══ Extracted records ══

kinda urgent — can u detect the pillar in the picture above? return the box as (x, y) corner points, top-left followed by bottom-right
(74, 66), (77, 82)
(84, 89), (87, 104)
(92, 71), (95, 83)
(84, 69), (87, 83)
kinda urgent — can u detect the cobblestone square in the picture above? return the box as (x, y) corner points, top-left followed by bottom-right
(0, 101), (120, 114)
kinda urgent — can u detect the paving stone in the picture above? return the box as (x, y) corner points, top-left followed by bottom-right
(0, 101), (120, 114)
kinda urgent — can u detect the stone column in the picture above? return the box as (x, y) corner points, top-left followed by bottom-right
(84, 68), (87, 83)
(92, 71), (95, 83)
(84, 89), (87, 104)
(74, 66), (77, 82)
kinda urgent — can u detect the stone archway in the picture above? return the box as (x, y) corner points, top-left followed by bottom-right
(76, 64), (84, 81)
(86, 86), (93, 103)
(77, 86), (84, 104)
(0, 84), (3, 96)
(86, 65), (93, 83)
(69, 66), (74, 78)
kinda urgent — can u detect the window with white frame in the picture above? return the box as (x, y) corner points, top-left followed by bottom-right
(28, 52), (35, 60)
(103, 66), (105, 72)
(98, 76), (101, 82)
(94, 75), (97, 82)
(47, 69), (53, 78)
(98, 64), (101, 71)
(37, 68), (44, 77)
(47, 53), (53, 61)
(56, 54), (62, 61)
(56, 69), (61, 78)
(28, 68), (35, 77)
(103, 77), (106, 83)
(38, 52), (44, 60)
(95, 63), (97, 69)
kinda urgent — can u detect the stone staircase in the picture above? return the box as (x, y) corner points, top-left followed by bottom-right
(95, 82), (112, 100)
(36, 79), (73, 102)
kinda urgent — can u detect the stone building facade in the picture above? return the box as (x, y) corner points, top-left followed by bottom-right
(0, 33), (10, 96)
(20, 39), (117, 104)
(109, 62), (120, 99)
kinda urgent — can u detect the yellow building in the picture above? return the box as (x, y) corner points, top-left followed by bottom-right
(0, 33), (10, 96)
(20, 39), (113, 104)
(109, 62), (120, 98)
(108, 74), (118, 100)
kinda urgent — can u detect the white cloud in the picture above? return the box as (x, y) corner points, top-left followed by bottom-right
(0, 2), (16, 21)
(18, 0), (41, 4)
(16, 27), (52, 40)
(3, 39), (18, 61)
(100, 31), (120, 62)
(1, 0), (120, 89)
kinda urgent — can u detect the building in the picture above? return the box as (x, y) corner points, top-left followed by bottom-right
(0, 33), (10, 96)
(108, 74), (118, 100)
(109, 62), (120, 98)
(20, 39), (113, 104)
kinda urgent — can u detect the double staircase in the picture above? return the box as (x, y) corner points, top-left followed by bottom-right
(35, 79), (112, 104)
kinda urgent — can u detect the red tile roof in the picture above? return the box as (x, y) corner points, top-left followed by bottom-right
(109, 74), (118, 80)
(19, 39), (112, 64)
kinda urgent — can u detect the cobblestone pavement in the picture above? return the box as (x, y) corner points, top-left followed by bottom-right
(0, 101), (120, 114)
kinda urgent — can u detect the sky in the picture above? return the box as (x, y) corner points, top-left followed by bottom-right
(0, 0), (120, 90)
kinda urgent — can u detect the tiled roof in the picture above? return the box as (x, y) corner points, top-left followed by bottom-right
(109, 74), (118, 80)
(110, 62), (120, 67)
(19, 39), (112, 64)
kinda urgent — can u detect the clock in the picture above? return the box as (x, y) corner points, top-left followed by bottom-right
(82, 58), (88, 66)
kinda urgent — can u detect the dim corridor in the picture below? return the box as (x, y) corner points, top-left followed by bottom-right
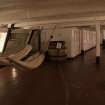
(0, 49), (105, 105)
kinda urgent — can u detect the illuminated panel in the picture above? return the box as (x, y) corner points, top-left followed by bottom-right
(0, 32), (7, 53)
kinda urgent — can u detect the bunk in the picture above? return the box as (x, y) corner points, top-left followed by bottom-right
(8, 52), (45, 70)
(0, 45), (32, 65)
(8, 45), (32, 60)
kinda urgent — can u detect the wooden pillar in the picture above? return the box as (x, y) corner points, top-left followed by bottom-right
(3, 24), (14, 53)
(96, 23), (101, 64)
(38, 30), (41, 51)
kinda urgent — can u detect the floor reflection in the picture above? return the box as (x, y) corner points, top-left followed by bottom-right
(12, 68), (17, 79)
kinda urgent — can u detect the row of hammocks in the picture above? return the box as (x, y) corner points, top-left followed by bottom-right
(0, 45), (45, 70)
(0, 29), (45, 70)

═══

Activity ▸ All lines from the line holding "kinda urgent — can u detect the floor" through the end of the records above need to be transcribed exactly, and no other text should appear.

Written solution ▸
kinda urgent — can u detect the floor reflection in the picture above? return the box as (x, y) corner points, top-left followed by bottom-right
(12, 68), (17, 79)
kinda urgent — can u detect the row of hammocks in the picture above? return the box as (x, y) corner points, top-left followed by bottom-right
(0, 45), (45, 70)
(0, 29), (45, 70)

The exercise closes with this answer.